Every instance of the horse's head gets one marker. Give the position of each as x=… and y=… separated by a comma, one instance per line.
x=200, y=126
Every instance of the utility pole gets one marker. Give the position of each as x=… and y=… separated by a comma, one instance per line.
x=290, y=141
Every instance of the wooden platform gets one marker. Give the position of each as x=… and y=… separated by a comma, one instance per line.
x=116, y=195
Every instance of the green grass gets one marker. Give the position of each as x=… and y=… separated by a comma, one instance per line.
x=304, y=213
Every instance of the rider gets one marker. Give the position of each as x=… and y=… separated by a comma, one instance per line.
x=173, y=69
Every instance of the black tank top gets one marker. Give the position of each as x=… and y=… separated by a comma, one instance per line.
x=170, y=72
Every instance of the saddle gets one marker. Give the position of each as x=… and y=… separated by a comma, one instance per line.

========================================

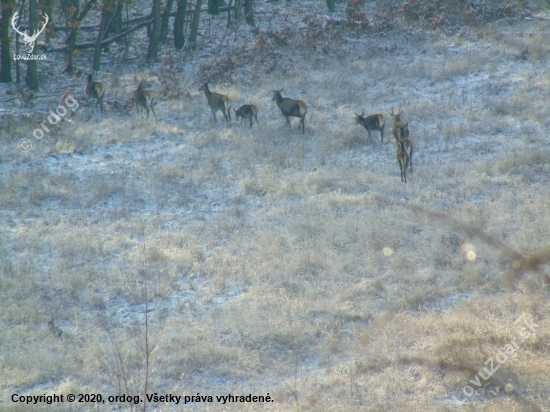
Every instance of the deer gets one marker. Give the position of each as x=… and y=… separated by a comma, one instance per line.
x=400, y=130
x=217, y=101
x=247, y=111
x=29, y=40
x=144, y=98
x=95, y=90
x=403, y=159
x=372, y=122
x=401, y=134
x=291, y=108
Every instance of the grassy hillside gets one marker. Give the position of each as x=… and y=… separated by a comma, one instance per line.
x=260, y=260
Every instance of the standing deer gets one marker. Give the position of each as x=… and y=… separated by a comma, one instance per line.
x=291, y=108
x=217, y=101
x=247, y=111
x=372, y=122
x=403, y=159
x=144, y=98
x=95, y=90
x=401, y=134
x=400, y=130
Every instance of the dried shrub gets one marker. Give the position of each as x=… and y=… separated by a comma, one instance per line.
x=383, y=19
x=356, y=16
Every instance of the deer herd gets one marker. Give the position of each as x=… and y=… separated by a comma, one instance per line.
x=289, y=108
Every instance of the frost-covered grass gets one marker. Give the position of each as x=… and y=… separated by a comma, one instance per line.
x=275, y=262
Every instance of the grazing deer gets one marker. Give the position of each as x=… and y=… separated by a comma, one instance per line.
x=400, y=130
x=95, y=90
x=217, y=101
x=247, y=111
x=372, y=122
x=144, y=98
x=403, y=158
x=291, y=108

========================================

Render the lines from the line containing "Every instance of the black" through the line containing "x=170, y=72", both included, as a JSON list of strings. Use one string per line and omit blank lines.

[
  "Every instance of the black tank top gets one marker. Give the position of each as x=… and y=… separated by a comma, one instance per line.",
  "x=170, y=72"
]